=== Problem description ===
Reproduce the records below without any change, starting at the line containing "Note: indicate the green" and continuing up to and including the line containing "<point>169,152</point>".

=== Provided records ===
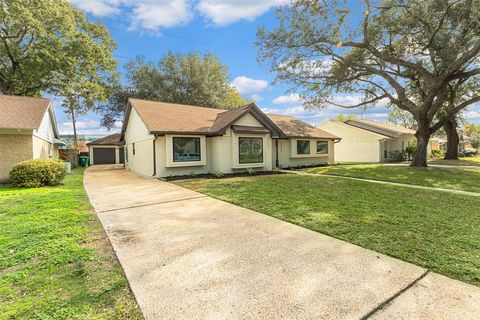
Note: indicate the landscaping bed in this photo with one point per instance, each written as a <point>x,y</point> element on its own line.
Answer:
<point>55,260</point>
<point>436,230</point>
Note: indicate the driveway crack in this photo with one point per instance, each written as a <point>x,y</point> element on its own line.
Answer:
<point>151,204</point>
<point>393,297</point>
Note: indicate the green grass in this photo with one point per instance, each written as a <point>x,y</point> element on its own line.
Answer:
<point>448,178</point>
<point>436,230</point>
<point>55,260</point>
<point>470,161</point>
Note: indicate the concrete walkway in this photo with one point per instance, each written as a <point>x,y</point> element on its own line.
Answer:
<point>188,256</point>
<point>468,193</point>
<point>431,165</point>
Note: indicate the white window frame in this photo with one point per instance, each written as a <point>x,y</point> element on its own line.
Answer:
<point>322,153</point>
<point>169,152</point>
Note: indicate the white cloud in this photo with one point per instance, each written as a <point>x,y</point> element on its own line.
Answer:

--

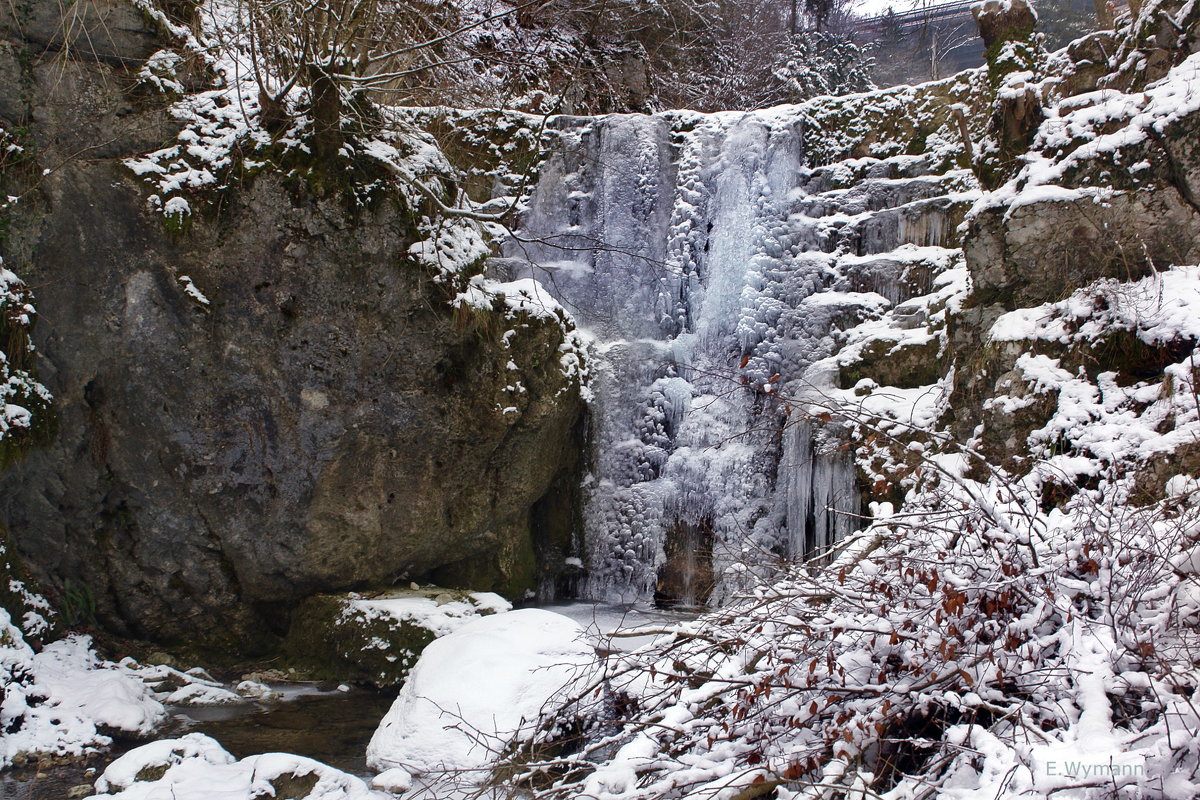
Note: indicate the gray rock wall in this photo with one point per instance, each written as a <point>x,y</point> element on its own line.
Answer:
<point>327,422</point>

=== Right answer ===
Note: indicate the green grass in this photo with one point per instance, each written as a <point>x,y</point> element on its own line.
Answer:
<point>448,178</point>
<point>436,230</point>
<point>55,260</point>
<point>470,161</point>
Note: indicate the concrete walkway in this photo with one point per instance, each written as a <point>x,y</point> element on its own line.
Answer:
<point>188,256</point>
<point>468,193</point>
<point>431,165</point>
Note: indicate the white window frame in this photo with one point per instance, each written as a <point>x,y</point> element on its own line.
Answer:
<point>322,153</point>
<point>169,152</point>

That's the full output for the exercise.